**WORK REQUEST:** Retype the entries below without any change.

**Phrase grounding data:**
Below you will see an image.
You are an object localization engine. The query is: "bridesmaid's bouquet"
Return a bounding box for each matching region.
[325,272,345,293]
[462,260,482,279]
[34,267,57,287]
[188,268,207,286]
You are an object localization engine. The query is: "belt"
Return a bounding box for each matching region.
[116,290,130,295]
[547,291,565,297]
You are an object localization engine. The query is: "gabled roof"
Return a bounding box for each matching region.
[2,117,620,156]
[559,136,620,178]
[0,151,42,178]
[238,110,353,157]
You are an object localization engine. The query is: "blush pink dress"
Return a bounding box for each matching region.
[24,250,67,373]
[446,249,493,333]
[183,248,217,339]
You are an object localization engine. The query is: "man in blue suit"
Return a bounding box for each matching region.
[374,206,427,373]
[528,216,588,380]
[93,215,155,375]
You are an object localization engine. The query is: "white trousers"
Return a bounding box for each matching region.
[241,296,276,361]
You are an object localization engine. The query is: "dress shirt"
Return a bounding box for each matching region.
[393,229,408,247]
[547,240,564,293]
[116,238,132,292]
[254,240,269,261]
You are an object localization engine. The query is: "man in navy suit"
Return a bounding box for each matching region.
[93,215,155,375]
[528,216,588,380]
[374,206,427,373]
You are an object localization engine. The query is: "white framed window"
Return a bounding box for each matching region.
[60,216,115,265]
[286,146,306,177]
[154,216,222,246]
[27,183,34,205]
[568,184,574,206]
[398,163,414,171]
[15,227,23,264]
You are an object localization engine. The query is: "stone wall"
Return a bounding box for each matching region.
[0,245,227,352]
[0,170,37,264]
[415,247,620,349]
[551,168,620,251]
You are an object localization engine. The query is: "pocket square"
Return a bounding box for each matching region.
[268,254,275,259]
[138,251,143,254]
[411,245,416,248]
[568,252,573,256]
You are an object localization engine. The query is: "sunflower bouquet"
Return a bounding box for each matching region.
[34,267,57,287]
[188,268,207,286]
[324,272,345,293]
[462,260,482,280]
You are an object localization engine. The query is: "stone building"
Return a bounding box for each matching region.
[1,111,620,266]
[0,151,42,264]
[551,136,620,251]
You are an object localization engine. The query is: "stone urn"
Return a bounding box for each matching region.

**ANSWER FOR THIS EXERCISE:**
Below you will see an image.
You are an object localization engine. The query is: "bridesmaid's bouquet"
Return a bounding box for each matching region.
[325,272,345,293]
[462,260,482,279]
[34,267,57,287]
[188,268,207,286]
You are an object localization engine. The query is: "belt"
Return a bounding box for each matching region.
[116,290,130,295]
[547,291,565,297]
You are an object localization engine. The query is: "gabled roof"
Return a bounding box for each matching region.
[2,117,620,156]
[559,136,620,178]
[0,151,42,178]
[238,110,353,157]
You are an object localization engine. The query is: "blush pink dress"
Return a bounding box for each matching region.
[24,250,67,373]
[446,249,493,333]
[183,248,217,339]
You are an object localization engine. The query is: "man in blue suit"
Return a bounding box for each matching region.
[374,206,427,373]
[528,216,588,380]
[93,215,155,375]
You are an object localization engine. The query is: "white trousers"
Return a bounding box for each matching region.
[241,296,276,361]
You are an object localization engine. The query is: "dress shirt"
Return a bounding box for each matching region.
[393,229,408,247]
[547,240,564,293]
[116,238,132,292]
[254,240,269,261]
You are an object localization engine. The query is: "man in navy suit"
Return a bounding box for each matching region.
[93,215,155,375]
[528,216,588,380]
[374,206,427,373]
You are an object localization engine. The query is: "white framed window"
Return a bounding box for each matching region.
[60,216,115,265]
[286,146,306,177]
[154,216,222,246]
[27,183,34,205]
[568,184,574,206]
[398,163,414,171]
[15,227,23,264]
You are an object localization engine. The query is: "stone wall"
Return a bounding box for each matching region.
[0,245,227,352]
[0,170,37,264]
[415,247,620,349]
[551,168,620,251]
You are an object localization engine. The query is: "pocket square"
Return a bounding box for each matching region.
[268,254,275,259]
[138,251,143,254]
[411,245,416,248]
[568,252,573,256]
You are an object localization engine. The query is: "sunflower bouquet"
Return a bounding box for each matching region.
[34,267,57,287]
[188,268,207,286]
[324,272,345,293]
[462,260,482,280]
You are an object localization engine. The query is: "stone building"
Return a bounding box for each matching region.
[1,111,620,266]
[0,151,42,264]
[551,136,620,251]
You are an object localization engine. The query is: "stone urn"
Return a bounding box for each matching region.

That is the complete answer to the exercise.